▶ **Work to be completed**
Retype, exactly as they appear below, the lines between the line holding "Target: man in red shirt" and the line holding "Target: white plastic chair", both ends included.

=== Material for the task ===

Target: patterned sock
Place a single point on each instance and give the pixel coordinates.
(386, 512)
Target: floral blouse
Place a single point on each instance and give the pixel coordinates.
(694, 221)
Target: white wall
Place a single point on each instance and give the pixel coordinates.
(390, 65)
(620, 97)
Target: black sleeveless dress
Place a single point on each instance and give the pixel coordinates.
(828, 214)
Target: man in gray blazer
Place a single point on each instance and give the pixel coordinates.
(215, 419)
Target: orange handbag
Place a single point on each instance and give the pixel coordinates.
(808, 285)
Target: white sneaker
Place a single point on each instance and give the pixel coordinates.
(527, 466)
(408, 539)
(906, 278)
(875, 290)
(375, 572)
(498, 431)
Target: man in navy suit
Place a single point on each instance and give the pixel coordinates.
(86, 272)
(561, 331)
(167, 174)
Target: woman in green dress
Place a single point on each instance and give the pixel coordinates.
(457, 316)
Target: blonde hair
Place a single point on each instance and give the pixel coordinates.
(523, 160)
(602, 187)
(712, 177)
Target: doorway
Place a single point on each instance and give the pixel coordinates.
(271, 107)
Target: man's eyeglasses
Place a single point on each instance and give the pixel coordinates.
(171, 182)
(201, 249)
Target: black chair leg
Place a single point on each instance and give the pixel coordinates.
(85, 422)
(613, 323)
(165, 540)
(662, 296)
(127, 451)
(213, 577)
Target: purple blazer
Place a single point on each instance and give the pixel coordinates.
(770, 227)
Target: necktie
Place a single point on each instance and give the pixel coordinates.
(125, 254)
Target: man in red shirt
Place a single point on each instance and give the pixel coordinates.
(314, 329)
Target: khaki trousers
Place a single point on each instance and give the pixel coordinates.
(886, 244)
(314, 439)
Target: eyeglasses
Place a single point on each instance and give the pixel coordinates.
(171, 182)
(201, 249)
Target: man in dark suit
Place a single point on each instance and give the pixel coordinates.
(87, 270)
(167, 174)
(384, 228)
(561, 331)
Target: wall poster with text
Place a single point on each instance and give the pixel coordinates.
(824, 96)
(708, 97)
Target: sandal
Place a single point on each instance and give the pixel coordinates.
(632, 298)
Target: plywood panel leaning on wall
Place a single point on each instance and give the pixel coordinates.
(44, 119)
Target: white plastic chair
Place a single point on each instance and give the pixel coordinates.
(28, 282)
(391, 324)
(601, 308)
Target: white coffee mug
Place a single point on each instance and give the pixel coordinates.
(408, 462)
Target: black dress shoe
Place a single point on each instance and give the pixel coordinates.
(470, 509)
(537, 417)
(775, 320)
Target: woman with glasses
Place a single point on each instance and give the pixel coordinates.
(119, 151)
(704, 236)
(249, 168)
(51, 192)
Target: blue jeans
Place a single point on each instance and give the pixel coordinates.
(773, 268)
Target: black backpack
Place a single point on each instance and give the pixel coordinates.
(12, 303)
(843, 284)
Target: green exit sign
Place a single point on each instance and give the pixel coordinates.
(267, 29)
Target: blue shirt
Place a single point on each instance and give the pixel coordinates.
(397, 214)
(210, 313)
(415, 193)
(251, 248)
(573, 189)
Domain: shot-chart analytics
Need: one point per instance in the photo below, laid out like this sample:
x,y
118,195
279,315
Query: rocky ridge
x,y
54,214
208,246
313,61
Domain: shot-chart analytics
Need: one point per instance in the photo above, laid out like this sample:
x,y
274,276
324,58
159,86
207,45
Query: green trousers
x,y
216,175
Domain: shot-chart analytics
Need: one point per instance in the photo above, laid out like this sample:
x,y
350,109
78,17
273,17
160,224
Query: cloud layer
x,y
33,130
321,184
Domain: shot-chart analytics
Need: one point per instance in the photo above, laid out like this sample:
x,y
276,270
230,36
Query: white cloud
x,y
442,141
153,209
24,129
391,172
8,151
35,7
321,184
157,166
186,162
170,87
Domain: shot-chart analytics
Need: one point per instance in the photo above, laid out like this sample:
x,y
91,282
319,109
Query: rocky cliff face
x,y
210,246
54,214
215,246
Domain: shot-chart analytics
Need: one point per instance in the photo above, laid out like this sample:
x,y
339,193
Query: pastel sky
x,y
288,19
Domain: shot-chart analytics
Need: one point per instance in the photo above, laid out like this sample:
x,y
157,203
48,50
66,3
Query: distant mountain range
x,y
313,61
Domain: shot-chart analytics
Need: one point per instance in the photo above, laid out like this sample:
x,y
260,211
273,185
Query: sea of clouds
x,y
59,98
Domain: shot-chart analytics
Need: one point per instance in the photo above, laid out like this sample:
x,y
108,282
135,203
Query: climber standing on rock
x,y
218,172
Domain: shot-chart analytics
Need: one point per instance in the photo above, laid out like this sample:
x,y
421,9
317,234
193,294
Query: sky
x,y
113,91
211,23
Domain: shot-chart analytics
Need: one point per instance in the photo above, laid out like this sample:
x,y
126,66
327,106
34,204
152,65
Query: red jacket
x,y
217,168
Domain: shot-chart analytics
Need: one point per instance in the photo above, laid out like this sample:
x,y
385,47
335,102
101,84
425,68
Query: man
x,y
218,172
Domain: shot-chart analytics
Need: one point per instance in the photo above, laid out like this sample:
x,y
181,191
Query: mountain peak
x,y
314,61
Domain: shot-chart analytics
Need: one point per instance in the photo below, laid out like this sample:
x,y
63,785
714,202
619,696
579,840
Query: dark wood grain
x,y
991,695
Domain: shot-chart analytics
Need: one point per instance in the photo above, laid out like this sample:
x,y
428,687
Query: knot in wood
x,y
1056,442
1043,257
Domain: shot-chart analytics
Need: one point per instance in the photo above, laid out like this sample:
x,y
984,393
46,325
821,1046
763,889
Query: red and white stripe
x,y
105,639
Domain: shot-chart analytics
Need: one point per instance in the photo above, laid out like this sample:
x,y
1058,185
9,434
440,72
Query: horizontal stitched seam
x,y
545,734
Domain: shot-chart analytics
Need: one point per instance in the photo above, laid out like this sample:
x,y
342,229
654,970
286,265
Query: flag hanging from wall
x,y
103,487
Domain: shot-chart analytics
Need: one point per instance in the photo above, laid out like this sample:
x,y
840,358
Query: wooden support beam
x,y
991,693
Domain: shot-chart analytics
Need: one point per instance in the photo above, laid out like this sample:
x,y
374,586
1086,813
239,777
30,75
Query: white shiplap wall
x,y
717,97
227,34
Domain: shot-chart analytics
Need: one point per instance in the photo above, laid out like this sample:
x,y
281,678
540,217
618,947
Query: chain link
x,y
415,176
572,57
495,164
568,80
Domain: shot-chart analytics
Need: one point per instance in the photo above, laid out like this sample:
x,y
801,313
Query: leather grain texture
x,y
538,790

===

▶ **Your response**
Target: man in red shirt
Place a single point on each instance and give the pixel coordinates.
(314, 329)
Target: khaki trousers
Place a single point on each instance and give the pixel coordinates.
(886, 244)
(314, 439)
Target: eyeglasses
Place a single point on each instance and give the pixel coordinates.
(171, 182)
(201, 249)
Target: man in dark suit
Place a single point on each instance and give the pixel coordinates.
(87, 270)
(167, 174)
(384, 228)
(561, 331)
Target: wall poster with text
Place a single point on each instance and give the pixel coordinates.
(824, 96)
(708, 97)
Target: sandal
Place a single point on each instance and give the pixel coordinates.
(632, 298)
Target: plywood panel leaning on wall
Place a single point on each instance and give the pixel coordinates.
(44, 119)
Target: white plastic chair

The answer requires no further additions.